**Task item:** Copy exactly the lines of the material below, starting with the first and including the line that holds "positive clicks: (1396, 406)".
──────────
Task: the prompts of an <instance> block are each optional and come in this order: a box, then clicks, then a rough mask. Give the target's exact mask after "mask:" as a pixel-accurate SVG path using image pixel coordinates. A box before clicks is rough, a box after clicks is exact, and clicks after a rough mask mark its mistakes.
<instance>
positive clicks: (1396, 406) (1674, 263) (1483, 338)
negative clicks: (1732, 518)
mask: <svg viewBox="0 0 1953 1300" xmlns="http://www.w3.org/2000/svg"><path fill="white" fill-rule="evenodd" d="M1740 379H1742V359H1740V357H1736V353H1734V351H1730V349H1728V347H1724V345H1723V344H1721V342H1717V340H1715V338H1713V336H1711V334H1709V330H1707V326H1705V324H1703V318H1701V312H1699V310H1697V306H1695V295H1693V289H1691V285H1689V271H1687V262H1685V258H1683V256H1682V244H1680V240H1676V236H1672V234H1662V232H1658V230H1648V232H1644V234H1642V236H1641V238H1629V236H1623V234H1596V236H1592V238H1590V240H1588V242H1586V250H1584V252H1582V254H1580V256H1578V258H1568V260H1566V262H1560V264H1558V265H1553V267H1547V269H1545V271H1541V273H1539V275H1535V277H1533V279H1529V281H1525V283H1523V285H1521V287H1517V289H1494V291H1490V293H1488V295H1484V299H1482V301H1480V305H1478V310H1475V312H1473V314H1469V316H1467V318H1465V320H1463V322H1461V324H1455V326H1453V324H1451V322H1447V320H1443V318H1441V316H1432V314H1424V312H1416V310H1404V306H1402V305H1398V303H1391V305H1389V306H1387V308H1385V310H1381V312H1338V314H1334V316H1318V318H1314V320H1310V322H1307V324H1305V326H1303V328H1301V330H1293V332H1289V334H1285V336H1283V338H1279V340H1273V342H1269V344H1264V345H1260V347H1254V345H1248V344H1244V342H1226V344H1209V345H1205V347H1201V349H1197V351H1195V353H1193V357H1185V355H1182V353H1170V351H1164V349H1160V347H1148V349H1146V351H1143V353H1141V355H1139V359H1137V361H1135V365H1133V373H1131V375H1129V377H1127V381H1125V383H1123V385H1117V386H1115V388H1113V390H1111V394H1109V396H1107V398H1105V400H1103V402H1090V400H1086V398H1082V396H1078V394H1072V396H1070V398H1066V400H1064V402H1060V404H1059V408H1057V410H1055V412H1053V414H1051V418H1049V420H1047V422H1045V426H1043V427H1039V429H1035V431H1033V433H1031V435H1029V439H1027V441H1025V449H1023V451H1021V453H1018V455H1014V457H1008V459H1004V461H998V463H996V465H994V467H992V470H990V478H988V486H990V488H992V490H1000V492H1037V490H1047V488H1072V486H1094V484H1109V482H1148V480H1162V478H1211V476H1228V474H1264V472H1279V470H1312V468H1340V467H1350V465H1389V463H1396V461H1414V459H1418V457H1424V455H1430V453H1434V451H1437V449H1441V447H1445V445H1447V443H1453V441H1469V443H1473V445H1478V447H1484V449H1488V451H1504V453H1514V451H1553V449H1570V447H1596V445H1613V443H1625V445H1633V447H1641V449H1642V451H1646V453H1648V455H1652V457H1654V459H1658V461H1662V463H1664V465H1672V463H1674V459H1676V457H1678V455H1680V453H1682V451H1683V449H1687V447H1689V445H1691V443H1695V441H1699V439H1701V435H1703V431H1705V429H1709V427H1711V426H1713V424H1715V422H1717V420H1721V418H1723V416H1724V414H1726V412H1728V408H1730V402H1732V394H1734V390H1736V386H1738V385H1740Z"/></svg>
──────────
**Expected answer:**
Task: the prompts of an <instance> block are each optional and come in this order: a box, then clicks, then a rough mask. Give the target's exact mask after "mask:" as a pixel-accurate SVG path using image pixel coordinates. A box before clicks is rough, a box after clicks is exact, and clicks after a rough mask mark its mistakes.
<instance>
positive clicks: (1396, 406) (1674, 263) (1483, 338)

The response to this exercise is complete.